[Referring expression grounding data]
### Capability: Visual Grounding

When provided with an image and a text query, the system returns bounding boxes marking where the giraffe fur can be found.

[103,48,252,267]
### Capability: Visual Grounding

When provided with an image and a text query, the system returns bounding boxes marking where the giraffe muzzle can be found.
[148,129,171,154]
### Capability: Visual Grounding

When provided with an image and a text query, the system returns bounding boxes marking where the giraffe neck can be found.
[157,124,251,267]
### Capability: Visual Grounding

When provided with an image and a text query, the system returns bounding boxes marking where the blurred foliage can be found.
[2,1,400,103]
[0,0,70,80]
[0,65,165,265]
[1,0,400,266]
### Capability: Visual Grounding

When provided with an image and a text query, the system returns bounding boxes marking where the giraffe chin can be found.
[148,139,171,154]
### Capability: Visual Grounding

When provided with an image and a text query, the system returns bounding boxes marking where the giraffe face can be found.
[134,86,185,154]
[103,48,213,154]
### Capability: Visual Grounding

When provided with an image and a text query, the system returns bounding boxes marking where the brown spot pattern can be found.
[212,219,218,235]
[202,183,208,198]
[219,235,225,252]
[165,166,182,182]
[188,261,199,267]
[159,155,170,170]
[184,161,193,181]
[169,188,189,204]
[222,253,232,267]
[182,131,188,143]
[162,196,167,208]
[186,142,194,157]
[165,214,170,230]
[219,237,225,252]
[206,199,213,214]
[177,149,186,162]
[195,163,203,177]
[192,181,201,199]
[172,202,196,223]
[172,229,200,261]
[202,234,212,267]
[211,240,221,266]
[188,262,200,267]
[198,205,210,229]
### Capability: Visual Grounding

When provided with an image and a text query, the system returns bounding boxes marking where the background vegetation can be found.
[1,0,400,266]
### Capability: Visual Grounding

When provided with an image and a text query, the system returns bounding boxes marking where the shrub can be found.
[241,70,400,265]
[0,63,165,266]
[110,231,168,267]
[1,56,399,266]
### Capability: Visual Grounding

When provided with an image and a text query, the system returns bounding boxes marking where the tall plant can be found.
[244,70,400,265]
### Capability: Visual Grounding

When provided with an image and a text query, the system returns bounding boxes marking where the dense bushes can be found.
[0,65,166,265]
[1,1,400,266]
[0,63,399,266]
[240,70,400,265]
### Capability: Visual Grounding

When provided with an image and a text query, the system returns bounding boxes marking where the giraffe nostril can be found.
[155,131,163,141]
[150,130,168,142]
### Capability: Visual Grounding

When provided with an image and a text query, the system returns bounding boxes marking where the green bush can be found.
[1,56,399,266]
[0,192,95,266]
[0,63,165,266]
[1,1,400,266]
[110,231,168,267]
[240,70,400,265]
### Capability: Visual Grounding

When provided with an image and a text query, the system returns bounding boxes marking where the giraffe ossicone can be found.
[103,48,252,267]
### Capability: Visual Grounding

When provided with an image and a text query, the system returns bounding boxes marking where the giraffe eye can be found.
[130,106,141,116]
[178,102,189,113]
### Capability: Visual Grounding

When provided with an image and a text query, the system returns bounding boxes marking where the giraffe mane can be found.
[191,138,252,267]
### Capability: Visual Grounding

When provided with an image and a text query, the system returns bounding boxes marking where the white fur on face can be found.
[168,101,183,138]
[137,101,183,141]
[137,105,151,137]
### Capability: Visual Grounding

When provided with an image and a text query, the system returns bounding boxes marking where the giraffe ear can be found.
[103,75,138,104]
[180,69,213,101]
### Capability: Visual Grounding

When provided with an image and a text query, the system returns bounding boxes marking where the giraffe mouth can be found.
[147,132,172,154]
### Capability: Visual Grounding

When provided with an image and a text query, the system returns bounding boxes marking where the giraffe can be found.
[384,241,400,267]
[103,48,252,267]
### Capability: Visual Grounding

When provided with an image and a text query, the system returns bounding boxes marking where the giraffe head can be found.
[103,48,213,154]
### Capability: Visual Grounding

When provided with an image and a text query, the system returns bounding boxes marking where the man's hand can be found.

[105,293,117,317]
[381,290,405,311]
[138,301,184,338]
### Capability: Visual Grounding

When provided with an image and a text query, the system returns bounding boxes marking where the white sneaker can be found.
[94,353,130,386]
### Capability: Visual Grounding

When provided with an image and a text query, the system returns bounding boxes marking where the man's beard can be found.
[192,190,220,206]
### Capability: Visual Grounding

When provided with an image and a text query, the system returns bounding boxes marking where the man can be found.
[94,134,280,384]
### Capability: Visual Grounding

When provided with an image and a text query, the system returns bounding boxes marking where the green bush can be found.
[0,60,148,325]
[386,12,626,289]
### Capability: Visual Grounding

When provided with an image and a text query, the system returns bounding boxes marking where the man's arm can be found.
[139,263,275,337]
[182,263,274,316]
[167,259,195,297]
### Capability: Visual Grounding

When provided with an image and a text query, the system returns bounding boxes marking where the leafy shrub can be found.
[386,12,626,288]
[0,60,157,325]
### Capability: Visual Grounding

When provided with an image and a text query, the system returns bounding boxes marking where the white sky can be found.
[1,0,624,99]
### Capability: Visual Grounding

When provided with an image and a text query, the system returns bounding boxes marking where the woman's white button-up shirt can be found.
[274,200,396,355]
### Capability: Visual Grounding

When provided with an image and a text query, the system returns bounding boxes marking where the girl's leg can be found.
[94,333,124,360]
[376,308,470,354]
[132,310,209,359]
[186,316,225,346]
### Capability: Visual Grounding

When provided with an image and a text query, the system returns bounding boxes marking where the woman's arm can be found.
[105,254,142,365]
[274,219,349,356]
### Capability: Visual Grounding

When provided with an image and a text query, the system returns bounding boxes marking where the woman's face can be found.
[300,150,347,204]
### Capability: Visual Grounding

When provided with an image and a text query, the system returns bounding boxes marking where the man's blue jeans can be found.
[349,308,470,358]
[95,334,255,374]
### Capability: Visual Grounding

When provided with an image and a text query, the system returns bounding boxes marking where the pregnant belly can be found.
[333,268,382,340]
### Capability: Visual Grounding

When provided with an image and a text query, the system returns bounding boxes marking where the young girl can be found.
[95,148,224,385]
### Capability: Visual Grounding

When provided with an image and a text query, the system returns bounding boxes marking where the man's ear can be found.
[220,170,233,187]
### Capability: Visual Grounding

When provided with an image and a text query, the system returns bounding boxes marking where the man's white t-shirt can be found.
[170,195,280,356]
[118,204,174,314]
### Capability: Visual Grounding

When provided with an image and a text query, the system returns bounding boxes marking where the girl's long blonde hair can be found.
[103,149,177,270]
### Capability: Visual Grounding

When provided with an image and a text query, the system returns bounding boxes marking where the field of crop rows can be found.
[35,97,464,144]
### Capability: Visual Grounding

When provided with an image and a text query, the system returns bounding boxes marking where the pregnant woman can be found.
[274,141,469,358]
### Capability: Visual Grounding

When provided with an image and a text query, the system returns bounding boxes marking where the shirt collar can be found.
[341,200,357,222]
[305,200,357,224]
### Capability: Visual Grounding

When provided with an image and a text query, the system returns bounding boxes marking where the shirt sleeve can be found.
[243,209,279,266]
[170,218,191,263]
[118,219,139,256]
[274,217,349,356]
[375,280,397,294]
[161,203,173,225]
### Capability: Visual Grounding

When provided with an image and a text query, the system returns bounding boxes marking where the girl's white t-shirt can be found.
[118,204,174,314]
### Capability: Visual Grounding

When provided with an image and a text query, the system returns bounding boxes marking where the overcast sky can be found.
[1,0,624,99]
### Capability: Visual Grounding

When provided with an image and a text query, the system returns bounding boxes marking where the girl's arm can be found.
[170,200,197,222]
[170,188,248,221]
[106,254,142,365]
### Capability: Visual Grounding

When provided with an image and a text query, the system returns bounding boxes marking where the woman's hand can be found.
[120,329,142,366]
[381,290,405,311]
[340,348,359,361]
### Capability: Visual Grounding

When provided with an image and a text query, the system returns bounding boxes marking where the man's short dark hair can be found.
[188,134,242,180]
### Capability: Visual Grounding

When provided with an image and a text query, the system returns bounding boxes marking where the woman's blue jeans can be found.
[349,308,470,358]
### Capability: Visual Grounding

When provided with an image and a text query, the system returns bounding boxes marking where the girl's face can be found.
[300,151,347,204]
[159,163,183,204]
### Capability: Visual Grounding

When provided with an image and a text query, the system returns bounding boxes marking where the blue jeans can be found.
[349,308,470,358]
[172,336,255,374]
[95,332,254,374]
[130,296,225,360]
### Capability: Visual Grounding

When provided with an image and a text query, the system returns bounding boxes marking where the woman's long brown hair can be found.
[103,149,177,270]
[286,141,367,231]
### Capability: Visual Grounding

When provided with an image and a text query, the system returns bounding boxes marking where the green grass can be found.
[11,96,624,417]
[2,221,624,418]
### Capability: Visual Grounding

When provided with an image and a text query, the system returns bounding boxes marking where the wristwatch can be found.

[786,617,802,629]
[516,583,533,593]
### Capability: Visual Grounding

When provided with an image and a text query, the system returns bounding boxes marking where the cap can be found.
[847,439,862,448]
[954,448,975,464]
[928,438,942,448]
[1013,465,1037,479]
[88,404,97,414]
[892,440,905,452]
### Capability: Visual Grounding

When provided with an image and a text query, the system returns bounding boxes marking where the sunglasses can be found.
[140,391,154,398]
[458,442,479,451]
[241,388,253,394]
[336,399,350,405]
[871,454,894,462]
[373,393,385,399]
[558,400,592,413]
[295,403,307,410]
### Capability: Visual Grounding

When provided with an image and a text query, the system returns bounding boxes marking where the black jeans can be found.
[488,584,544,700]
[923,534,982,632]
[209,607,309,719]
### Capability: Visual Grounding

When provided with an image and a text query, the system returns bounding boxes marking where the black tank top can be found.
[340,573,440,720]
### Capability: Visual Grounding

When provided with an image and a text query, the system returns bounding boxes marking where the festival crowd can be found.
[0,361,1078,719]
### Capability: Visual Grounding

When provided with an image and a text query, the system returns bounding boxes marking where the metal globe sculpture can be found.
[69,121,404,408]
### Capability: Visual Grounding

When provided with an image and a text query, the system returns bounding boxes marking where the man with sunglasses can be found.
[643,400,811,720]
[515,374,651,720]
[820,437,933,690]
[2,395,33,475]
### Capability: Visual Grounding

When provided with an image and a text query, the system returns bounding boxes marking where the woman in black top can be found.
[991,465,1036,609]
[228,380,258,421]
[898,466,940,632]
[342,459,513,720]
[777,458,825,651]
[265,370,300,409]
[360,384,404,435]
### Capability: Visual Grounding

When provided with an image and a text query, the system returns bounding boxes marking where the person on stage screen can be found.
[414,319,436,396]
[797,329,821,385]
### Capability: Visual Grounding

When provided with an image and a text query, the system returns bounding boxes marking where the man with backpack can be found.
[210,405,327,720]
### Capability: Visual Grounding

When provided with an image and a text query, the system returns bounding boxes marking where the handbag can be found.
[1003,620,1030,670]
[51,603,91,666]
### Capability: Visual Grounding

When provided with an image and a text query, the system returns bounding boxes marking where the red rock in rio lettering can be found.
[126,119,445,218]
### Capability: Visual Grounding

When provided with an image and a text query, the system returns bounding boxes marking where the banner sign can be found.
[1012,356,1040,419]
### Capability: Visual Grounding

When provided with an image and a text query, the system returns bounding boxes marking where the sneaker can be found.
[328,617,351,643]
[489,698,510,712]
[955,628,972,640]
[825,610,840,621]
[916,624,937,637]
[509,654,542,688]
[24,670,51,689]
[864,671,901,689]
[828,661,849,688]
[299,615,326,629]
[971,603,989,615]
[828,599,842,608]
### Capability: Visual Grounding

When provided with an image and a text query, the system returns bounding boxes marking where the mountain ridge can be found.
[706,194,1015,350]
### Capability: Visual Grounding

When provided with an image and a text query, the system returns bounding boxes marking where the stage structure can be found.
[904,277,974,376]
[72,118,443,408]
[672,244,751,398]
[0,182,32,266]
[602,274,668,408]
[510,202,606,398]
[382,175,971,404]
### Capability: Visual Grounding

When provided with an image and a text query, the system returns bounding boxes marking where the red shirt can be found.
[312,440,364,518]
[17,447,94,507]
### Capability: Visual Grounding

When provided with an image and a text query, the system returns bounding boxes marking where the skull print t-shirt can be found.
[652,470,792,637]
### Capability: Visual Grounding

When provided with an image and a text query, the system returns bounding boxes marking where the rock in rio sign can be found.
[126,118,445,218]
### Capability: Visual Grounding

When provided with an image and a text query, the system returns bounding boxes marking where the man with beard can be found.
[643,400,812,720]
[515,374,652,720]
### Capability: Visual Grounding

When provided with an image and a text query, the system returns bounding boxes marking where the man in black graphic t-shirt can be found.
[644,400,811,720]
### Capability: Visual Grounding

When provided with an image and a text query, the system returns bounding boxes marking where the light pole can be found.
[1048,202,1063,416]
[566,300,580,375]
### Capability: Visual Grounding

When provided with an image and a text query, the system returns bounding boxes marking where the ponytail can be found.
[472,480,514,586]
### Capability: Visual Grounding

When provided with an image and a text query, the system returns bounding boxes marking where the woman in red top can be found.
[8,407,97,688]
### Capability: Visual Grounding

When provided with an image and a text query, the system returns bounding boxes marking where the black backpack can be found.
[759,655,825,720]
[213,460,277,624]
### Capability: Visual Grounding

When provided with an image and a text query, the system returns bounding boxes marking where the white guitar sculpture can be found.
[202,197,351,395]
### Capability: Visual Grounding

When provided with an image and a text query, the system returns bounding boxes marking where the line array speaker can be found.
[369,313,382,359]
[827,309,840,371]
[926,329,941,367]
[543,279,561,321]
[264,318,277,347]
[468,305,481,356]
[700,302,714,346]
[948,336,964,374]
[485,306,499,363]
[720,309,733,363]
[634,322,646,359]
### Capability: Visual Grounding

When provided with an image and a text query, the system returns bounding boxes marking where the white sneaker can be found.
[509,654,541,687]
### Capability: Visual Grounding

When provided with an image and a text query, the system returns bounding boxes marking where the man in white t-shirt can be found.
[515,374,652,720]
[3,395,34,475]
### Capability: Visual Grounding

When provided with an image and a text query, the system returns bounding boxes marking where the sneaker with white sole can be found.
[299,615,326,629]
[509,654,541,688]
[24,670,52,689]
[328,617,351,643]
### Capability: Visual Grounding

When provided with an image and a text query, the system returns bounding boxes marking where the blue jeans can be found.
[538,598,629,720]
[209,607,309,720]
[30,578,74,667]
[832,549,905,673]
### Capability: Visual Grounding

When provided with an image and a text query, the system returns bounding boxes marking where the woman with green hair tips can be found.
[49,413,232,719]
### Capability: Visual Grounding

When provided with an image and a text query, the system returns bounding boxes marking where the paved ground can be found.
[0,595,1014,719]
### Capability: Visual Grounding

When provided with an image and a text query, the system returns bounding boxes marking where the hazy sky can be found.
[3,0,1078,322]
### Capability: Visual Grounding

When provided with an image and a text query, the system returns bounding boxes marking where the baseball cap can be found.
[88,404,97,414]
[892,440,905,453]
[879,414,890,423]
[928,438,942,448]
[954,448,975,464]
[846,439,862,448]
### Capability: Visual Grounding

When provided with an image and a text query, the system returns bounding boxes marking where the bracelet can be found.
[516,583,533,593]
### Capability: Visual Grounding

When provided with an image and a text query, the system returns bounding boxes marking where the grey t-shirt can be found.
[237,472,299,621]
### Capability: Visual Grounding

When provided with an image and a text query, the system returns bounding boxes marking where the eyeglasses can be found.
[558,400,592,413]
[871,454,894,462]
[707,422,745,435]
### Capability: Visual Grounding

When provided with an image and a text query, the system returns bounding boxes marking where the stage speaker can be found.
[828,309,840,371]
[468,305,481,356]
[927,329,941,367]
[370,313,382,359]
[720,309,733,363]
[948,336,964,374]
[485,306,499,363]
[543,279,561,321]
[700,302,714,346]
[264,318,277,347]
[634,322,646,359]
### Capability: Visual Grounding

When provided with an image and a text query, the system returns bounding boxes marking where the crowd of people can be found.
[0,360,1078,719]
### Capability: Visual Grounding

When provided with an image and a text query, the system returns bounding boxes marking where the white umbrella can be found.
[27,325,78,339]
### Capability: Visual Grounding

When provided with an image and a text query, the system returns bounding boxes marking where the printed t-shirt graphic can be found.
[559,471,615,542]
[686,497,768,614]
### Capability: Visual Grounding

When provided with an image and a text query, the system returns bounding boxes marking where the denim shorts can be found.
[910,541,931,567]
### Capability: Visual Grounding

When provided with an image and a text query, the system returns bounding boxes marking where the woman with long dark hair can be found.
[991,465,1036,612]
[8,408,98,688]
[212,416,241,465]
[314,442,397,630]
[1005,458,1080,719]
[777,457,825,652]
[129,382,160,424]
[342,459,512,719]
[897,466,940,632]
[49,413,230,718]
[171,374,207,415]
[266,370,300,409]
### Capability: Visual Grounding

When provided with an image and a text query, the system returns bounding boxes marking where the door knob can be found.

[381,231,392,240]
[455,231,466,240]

Work required:
Exactly and only the lines from the line containing "knob can be found." through the final line of the records above must be returned.

Response to the exercise:
When provided with an image and a text query, the system returns bounding boxes marking where the door knob can be found.

[381,231,392,240]
[455,231,466,240]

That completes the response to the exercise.